=== Task objective ===
Present each line from the one with "--target wet sand" up to and including the one with "298L0 358L314 329L453" as a Markdown table with the columns No. and Text. Number the rows and skip any blank lines.
---
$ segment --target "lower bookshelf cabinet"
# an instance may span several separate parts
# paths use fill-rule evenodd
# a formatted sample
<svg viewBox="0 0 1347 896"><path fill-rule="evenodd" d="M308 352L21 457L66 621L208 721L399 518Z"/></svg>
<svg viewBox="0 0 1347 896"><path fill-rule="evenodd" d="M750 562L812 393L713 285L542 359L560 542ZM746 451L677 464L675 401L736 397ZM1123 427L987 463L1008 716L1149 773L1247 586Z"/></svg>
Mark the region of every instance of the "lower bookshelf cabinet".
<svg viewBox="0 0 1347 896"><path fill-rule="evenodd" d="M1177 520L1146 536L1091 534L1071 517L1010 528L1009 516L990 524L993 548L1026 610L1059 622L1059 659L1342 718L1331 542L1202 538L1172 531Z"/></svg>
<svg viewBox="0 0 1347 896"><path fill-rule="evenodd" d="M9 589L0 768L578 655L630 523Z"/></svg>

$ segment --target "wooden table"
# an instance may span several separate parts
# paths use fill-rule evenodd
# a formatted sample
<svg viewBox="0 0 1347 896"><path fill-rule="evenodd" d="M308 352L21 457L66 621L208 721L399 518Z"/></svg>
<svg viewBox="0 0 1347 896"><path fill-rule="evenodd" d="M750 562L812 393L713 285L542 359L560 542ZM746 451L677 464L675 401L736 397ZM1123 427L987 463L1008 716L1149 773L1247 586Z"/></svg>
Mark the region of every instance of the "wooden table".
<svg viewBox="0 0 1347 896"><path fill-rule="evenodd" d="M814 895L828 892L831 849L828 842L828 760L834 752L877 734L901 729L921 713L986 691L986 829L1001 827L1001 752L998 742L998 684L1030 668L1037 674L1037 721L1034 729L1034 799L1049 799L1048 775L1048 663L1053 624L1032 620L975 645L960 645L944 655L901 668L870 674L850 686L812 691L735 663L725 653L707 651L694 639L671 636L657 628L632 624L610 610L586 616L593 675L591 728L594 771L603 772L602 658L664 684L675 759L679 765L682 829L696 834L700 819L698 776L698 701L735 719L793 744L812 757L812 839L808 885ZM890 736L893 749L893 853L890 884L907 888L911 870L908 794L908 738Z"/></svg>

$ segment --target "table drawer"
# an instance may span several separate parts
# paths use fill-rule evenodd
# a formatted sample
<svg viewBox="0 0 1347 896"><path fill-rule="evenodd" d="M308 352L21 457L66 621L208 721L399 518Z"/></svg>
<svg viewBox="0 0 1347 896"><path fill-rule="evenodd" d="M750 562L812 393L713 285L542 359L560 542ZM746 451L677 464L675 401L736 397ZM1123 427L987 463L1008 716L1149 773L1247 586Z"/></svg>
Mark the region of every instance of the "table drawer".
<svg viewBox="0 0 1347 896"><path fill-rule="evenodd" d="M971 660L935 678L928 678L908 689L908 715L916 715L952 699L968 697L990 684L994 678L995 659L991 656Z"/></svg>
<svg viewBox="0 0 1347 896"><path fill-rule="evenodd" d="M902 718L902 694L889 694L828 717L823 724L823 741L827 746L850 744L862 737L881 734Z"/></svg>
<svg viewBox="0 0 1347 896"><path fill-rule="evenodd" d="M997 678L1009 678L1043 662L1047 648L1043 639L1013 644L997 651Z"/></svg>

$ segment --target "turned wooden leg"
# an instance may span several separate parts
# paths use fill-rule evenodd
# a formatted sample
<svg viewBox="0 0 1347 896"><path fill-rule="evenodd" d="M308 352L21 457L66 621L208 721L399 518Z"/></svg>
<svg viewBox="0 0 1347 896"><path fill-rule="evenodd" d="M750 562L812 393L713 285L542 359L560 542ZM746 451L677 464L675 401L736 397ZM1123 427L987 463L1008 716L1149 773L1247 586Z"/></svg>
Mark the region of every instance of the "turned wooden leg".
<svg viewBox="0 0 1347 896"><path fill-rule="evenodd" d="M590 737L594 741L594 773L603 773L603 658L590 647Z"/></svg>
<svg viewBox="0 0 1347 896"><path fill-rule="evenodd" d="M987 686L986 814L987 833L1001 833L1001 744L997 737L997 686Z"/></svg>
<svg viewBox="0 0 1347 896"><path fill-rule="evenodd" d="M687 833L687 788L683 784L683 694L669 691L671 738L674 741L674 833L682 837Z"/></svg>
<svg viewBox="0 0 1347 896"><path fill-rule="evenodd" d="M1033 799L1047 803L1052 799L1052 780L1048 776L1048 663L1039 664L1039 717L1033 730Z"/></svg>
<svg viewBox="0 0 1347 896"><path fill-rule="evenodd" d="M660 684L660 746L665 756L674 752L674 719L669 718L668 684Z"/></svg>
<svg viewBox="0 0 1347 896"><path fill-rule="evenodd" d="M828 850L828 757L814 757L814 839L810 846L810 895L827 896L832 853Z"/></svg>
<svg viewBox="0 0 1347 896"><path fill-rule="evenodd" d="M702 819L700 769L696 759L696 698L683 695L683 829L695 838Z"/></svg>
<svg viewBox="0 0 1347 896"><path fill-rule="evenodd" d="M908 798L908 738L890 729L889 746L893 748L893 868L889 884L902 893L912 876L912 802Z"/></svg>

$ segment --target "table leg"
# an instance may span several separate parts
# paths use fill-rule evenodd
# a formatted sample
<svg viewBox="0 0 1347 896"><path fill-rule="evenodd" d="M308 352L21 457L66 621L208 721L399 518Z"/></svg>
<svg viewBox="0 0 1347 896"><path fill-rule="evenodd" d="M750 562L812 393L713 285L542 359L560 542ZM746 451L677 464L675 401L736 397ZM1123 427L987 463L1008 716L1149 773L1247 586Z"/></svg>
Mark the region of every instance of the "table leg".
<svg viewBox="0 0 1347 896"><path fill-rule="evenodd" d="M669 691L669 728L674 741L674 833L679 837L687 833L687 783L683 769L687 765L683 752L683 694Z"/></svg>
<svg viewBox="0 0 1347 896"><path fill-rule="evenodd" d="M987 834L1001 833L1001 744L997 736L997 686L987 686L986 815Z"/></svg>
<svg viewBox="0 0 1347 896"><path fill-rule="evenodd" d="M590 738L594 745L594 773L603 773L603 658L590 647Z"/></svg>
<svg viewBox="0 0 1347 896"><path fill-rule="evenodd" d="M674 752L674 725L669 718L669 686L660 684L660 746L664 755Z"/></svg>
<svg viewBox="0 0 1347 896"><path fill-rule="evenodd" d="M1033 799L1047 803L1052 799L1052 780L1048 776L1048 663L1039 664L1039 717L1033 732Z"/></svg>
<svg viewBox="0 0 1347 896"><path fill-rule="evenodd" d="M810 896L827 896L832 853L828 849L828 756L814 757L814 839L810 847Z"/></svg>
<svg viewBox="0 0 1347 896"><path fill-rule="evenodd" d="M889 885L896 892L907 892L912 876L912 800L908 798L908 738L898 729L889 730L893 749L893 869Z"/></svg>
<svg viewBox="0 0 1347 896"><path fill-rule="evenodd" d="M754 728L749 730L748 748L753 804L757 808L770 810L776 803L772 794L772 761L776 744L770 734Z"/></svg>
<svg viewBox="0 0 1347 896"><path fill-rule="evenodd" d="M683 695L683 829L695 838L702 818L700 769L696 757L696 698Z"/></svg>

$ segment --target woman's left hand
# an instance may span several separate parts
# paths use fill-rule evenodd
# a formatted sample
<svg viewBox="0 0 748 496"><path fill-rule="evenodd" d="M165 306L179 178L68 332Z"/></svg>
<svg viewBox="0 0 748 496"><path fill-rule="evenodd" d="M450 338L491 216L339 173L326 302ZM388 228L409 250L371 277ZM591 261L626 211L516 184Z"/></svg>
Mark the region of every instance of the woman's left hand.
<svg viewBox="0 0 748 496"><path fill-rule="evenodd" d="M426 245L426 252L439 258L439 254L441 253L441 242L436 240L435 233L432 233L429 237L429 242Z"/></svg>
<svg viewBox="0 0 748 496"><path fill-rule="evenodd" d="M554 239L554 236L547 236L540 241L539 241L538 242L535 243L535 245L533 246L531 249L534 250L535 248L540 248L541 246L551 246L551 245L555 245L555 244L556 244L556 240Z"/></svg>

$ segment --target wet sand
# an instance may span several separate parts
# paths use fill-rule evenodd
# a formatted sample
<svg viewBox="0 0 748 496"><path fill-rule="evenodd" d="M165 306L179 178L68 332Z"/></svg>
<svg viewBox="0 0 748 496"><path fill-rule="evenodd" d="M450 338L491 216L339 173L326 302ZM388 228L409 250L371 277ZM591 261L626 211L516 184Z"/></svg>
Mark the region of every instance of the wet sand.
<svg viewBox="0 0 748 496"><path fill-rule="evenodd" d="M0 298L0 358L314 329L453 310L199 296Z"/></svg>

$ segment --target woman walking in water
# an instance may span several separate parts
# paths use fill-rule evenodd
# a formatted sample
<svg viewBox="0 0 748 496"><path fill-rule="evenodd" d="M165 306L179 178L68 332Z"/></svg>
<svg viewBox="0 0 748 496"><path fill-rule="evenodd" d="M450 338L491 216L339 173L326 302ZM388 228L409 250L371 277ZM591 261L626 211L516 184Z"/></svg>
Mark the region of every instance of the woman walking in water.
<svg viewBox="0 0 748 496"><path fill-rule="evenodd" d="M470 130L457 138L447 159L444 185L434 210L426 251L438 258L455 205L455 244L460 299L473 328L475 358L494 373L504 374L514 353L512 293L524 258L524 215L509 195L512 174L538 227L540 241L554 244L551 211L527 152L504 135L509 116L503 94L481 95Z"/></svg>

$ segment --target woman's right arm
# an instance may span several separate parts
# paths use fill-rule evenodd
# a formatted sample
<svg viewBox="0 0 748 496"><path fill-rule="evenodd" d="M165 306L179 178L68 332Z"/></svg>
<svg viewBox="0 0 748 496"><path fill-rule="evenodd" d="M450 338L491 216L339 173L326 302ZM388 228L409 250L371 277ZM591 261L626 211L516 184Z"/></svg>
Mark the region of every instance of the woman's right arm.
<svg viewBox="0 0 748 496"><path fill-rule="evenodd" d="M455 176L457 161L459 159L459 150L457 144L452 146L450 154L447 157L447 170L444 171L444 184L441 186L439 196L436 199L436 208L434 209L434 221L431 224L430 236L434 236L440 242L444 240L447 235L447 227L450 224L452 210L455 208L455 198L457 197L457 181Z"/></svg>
---
=== Complete answer ===
| No. | Text |
|---|---|
| 1 | $ segment --target wet sand |
| 2 | # an instance may span several separate parts |
| 3 | # paths use fill-rule evenodd |
| 4 | # a formatted sample |
| 5 | <svg viewBox="0 0 748 496"><path fill-rule="evenodd" d="M165 306L179 178L68 332Z"/></svg> |
| 6 | <svg viewBox="0 0 748 496"><path fill-rule="evenodd" d="M450 338L491 216L339 173L326 302ZM388 228L409 250L371 277ZM591 261L626 211L516 184Z"/></svg> |
| 7 | Mark the region of every instance of the wet sand. |
| 8 | <svg viewBox="0 0 748 496"><path fill-rule="evenodd" d="M0 298L0 358L314 329L453 310L199 296Z"/></svg> |